%%

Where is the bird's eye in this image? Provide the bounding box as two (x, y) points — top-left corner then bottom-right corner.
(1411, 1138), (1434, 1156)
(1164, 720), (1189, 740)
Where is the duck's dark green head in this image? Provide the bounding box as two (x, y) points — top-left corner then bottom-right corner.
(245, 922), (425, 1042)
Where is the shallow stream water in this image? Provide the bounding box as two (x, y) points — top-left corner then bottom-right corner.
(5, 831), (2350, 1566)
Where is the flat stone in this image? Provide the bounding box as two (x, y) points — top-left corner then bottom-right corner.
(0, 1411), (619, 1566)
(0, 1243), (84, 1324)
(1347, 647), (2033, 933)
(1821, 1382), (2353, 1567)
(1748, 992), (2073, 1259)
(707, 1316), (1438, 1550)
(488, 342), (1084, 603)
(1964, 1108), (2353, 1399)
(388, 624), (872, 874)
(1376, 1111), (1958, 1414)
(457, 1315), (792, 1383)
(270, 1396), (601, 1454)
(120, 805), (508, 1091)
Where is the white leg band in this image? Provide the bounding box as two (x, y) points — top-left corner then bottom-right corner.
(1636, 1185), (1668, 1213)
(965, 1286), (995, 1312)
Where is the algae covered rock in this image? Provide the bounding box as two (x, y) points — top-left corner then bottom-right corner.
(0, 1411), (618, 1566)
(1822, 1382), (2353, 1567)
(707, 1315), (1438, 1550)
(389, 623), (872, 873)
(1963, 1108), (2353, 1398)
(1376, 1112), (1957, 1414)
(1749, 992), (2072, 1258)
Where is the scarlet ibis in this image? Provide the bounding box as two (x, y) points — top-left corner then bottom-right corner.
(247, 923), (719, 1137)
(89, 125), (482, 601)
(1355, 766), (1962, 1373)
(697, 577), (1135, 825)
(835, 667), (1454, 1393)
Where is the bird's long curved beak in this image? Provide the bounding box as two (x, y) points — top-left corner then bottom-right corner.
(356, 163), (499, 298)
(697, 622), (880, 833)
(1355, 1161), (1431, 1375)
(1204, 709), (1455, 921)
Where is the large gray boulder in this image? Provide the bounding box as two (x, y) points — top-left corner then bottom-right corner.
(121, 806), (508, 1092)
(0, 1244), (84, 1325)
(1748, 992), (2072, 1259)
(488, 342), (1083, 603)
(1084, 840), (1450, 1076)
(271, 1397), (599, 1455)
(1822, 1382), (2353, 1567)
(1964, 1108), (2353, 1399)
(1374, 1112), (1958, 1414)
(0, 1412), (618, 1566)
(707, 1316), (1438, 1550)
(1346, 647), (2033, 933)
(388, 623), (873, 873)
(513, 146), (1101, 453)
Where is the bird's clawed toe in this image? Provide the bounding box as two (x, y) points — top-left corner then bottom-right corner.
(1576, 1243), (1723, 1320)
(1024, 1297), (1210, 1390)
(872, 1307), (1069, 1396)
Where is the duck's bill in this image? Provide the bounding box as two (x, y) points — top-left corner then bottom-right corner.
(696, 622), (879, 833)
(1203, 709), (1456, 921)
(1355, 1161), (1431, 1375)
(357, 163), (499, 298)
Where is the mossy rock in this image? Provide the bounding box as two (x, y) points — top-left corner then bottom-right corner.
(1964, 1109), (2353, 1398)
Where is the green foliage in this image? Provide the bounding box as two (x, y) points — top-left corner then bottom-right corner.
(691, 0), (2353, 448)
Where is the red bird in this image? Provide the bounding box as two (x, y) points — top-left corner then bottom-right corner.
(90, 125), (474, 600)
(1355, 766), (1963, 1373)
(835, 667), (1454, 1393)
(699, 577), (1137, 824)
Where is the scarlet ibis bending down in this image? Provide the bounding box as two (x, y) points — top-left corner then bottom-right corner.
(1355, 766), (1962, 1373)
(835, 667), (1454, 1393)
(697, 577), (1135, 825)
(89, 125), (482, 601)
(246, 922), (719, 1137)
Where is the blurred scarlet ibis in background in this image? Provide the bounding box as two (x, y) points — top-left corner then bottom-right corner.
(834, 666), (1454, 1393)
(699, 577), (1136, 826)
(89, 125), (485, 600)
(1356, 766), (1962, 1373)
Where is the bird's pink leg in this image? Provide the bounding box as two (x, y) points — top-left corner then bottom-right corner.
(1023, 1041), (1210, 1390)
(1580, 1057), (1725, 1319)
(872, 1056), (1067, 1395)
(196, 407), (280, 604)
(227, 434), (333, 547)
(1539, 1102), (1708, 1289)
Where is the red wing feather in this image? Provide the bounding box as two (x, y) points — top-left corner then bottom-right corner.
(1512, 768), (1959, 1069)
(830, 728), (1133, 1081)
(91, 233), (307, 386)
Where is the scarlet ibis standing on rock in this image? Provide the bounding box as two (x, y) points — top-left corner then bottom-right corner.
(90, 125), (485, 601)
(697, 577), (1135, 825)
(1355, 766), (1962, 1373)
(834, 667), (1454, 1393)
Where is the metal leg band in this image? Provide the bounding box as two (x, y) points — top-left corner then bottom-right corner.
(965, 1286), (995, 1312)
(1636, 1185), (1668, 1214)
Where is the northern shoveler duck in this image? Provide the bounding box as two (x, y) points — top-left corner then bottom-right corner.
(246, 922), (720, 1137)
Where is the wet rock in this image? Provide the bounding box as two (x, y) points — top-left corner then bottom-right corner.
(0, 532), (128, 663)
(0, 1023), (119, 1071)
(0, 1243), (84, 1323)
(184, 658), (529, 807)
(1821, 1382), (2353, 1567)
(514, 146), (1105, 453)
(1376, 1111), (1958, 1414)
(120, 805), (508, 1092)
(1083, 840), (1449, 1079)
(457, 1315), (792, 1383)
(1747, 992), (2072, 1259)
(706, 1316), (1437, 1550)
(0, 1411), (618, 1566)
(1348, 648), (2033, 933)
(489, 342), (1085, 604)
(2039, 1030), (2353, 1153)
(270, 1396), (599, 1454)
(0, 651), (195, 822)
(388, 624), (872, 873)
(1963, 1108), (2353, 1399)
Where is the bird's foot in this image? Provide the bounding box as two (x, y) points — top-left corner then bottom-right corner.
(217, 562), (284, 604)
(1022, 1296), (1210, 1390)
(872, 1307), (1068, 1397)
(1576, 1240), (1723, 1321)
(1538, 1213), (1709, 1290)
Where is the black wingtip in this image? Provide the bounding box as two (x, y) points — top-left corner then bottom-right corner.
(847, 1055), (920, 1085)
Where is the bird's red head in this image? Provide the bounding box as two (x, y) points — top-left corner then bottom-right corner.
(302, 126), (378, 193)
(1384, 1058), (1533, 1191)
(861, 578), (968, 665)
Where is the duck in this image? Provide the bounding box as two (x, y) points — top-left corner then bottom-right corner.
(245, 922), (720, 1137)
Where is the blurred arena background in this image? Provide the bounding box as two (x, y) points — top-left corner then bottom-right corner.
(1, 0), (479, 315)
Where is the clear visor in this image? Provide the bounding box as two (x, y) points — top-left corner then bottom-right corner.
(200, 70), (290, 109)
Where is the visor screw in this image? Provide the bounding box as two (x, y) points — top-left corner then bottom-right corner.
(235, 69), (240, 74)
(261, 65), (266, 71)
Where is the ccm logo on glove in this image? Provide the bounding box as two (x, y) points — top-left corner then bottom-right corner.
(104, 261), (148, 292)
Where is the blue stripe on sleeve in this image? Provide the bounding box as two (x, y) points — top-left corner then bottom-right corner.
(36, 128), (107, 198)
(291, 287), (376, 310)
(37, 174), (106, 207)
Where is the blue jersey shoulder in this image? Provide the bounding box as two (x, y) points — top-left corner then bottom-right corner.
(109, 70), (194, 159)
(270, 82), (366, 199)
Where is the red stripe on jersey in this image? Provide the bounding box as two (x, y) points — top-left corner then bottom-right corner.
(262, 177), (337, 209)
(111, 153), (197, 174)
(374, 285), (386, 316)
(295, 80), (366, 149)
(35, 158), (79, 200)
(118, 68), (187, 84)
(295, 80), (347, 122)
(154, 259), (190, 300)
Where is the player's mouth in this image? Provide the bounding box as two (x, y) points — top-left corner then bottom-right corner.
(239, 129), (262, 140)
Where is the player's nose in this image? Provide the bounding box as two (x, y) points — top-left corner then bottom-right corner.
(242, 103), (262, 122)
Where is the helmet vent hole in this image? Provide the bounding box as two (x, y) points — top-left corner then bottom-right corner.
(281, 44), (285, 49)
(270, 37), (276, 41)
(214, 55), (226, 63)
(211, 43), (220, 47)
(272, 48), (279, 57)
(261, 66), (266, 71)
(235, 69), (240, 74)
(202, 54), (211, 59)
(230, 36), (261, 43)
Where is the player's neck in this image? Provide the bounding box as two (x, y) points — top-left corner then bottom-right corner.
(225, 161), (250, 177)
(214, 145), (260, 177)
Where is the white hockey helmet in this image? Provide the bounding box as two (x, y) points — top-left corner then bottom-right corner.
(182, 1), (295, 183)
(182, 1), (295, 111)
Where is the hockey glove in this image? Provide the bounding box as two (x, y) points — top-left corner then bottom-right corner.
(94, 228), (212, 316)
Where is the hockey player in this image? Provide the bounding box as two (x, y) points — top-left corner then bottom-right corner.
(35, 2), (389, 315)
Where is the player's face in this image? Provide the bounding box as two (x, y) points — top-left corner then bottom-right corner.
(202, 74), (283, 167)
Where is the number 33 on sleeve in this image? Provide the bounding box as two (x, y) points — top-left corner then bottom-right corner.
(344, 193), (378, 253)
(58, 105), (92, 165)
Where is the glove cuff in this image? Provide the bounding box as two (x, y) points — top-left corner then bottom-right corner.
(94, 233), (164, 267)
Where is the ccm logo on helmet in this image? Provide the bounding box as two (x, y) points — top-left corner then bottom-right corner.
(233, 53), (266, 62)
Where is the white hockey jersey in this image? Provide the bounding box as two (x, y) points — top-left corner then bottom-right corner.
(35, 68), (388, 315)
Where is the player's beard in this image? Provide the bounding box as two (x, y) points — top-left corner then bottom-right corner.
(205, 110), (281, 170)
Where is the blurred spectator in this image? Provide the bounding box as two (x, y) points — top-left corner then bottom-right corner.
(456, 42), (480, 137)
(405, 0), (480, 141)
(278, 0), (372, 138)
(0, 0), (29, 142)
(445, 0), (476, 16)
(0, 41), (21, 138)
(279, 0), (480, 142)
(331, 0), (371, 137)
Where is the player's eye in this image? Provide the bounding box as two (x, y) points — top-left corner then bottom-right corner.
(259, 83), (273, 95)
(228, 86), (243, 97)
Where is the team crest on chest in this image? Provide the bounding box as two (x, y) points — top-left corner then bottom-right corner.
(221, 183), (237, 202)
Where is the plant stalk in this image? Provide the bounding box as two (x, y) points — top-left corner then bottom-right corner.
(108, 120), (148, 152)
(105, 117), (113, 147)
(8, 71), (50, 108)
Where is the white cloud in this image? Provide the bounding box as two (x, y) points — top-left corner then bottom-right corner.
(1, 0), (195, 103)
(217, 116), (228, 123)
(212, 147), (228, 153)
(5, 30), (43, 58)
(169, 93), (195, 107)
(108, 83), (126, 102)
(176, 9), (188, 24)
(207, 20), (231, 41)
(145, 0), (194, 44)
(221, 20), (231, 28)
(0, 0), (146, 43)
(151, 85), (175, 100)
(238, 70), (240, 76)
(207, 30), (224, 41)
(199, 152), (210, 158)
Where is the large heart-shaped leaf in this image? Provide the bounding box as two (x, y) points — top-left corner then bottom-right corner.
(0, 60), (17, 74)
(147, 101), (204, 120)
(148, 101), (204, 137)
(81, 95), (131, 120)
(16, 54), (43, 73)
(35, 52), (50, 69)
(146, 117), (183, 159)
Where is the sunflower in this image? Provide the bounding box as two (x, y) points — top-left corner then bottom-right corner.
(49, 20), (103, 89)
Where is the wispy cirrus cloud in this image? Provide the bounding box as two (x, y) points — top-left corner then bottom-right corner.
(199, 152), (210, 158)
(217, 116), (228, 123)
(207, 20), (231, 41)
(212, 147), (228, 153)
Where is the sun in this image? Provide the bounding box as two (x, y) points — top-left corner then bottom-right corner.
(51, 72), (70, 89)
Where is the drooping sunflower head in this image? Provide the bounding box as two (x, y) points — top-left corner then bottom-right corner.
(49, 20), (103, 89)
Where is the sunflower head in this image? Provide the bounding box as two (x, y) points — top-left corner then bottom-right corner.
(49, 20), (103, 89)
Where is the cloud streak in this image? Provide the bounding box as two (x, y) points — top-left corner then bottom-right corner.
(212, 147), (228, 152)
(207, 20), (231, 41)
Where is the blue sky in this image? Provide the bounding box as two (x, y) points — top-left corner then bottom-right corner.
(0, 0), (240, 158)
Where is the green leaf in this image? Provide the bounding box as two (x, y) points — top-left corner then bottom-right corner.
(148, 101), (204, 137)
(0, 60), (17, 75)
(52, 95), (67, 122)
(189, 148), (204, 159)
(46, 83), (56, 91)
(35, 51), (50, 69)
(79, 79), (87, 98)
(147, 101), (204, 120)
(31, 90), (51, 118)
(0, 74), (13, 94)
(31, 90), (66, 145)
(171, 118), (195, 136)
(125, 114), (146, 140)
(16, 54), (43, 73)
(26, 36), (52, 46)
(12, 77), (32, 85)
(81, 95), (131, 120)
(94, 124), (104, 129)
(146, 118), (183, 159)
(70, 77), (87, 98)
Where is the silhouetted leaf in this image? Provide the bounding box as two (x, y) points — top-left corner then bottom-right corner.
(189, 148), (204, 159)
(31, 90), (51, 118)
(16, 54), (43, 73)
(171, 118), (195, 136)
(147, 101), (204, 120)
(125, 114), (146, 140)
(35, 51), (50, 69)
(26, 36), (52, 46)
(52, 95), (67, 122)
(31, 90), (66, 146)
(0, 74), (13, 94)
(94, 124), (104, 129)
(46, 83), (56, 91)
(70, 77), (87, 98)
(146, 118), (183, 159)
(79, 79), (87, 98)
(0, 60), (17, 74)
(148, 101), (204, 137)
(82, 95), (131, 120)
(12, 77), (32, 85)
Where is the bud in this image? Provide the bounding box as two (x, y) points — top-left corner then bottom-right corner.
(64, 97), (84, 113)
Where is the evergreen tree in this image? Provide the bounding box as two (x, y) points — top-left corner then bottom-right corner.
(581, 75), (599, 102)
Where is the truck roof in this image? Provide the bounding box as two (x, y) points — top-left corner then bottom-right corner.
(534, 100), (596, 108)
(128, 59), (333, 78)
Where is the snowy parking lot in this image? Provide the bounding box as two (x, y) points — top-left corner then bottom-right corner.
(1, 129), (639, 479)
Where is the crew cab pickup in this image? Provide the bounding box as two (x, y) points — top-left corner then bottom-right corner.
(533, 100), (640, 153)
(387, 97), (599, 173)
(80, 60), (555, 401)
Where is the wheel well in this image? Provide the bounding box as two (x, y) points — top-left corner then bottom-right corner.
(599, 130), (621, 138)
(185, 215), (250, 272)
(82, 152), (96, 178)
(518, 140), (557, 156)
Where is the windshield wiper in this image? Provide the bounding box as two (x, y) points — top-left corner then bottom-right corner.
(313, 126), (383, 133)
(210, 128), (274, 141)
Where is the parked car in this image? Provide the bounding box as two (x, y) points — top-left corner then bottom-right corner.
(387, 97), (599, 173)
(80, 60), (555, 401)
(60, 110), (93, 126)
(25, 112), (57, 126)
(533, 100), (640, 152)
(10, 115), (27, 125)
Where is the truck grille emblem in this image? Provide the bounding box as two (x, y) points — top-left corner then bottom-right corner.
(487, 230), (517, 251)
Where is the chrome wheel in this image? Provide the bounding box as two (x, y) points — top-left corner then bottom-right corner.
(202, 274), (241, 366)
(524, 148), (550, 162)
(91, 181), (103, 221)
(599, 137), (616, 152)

%%

> [Task prompt]: Go to the line with "Where is the chrome" and set down that line and every line after it, through the end of the material above, word for word.

> [Solution]:
Where is the chrome wheel in this image? Provide the bounding box as two (x, y) points — top-left corner then bottom-right corner.
(202, 274), (241, 366)
(524, 148), (550, 162)
(91, 181), (103, 221)
(599, 137), (616, 152)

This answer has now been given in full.